-- PASSAGE FOR REVIEW --
__________________________________________________

Tuesday, 02 January 2024 12:17 GMT

E20 Petrol Push Gets Judicial Backing: India's Apex Court Dismisses Consumer Plea Seeking Ethanol-Free Fuel


(MENAFN- AsiaNet News)

The Supreme Court has reportedly dismissed a Public Interest Litigation (PIL) challenging the Centre's mandate on E20 fuel, which requires blending 20% ethanol with petrol.

The petition had sought the availability of ethanol-free (E0) petrol at all fuel stations and demanded mandatory labelling of ethanol-based fuel to ensure consumer awareness.

The court noted that the government's move aligns with broader energy security and environmental objectives, aimed at reducing crude oil imports and lowering vehicular emissions. With this verdict, the rollout of E20 petrol will proceed as scheduled.

__________________________________________________

-- AIM OF THE TASK --
According to the report on the E20 petrol ruling, what did the court note about the government's ethanol-blending mandate? Answer in one to three sentences.

Recorded data
__________________________________________________

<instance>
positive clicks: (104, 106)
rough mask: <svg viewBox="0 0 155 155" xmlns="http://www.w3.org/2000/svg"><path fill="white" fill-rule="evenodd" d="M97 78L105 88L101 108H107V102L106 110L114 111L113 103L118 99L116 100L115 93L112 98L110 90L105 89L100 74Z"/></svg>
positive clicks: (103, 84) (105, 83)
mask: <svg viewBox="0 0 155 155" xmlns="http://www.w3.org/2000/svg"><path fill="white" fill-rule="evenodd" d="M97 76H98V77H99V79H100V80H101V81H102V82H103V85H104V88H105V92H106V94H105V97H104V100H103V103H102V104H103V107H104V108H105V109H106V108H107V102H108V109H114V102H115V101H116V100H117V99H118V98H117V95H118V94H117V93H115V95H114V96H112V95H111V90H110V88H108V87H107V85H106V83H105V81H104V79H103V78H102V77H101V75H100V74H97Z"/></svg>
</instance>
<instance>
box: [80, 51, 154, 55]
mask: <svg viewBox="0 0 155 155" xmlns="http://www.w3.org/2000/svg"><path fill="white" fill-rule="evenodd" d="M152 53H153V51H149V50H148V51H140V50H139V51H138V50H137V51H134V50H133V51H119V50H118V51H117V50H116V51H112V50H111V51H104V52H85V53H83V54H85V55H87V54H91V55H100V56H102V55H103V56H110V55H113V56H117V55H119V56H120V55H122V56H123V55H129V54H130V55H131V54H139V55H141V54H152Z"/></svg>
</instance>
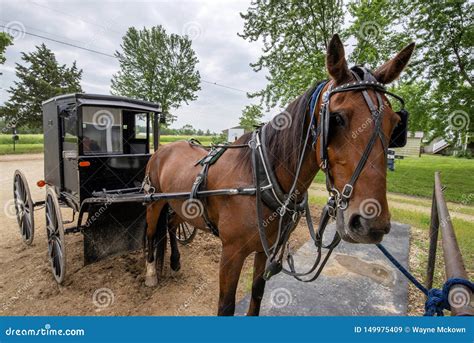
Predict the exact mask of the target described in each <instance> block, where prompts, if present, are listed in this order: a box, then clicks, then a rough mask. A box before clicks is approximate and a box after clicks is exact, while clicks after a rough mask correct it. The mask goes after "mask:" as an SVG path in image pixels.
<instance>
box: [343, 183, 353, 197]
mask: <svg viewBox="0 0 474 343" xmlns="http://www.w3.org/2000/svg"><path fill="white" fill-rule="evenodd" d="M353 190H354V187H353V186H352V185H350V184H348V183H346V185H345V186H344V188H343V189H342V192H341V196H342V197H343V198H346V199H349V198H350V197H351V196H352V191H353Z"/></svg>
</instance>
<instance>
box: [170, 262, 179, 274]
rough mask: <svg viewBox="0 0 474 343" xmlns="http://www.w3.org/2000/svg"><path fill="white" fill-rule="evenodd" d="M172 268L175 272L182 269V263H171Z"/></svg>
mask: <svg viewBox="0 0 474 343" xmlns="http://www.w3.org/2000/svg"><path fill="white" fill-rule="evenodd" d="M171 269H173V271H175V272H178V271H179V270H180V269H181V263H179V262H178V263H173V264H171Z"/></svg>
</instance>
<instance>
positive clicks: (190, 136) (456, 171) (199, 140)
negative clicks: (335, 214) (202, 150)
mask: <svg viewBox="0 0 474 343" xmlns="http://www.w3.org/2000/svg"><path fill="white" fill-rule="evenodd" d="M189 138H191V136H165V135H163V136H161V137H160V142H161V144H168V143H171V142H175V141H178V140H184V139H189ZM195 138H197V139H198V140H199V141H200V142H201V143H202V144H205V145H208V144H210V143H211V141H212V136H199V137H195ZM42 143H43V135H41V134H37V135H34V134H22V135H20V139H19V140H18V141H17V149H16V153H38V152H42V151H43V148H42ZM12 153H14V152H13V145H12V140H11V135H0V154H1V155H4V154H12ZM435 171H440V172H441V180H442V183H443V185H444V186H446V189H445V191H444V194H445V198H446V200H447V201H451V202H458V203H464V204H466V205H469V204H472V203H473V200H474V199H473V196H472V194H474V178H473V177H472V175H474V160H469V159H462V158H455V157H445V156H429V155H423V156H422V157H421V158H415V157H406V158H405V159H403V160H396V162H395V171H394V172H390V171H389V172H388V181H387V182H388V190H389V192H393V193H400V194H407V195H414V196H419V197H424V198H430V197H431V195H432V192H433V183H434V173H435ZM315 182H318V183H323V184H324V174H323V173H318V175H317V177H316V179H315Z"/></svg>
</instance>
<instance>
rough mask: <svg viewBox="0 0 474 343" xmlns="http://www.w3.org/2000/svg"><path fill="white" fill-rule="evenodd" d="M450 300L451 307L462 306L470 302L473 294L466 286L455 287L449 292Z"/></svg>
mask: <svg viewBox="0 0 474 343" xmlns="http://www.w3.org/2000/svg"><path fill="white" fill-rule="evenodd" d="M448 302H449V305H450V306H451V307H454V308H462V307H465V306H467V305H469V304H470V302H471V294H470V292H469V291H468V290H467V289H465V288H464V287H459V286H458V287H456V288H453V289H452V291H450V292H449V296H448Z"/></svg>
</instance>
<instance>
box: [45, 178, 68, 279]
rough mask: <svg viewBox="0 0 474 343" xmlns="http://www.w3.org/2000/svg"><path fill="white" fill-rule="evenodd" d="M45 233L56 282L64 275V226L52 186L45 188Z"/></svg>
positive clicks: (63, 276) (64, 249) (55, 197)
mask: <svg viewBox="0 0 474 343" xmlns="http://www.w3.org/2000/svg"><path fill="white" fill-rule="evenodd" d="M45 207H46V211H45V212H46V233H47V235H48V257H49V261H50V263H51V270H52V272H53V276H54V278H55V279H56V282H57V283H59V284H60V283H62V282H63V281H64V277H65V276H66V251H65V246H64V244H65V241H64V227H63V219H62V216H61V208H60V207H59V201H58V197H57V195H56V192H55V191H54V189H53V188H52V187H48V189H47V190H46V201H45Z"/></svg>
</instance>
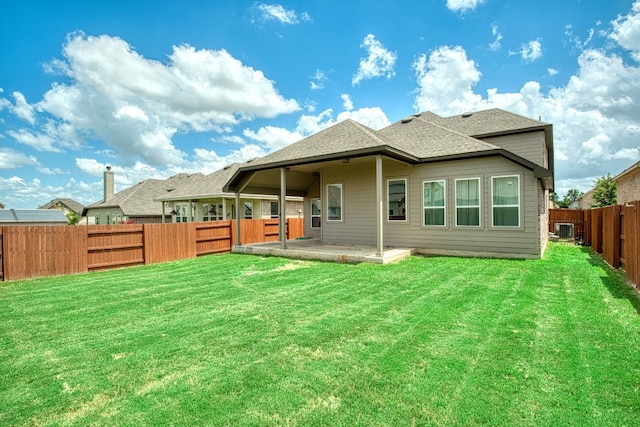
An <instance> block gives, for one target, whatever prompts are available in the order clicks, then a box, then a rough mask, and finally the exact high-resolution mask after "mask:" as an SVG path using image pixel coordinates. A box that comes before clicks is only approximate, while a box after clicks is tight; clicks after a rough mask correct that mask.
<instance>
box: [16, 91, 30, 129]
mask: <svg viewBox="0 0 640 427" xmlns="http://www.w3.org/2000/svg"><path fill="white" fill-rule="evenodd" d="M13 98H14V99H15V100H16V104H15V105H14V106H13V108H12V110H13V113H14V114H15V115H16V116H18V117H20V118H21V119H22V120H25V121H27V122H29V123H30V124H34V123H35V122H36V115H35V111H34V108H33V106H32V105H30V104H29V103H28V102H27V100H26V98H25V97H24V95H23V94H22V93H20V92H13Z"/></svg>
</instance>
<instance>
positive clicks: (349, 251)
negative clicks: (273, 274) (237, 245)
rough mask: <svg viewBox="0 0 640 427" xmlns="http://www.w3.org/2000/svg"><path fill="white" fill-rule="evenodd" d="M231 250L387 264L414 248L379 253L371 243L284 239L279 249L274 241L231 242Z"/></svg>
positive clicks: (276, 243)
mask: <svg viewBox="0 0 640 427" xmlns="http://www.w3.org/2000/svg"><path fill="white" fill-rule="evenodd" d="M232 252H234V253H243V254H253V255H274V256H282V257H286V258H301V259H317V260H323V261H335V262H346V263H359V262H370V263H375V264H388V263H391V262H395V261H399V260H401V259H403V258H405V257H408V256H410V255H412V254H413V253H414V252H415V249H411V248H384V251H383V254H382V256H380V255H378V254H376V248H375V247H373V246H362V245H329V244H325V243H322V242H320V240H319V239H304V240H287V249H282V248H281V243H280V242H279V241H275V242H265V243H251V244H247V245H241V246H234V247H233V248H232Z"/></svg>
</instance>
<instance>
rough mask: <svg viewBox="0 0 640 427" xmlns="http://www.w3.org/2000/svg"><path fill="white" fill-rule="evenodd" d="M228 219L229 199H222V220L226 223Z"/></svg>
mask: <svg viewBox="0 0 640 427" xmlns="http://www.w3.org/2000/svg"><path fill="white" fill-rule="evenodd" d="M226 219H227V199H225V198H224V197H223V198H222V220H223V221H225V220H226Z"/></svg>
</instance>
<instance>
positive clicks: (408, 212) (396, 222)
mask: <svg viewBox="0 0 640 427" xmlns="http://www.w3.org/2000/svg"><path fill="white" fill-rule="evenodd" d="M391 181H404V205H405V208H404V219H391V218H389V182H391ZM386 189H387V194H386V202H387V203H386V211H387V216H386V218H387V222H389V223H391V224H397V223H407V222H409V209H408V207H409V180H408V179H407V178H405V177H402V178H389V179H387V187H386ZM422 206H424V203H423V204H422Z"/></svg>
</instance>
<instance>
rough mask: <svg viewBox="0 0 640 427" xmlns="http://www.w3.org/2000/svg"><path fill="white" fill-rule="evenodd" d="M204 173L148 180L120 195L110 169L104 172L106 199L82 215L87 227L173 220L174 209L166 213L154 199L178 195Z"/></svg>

__________________________________________________

-- ANSWER TO THE EXERCISE --
The court noted that the mandate fits wider energy security and environmental goals, since it aims to cut crude oil imports and reduce vehicle emissions. With the plea dismissed, the E20 rollout will go ahead as scheduled.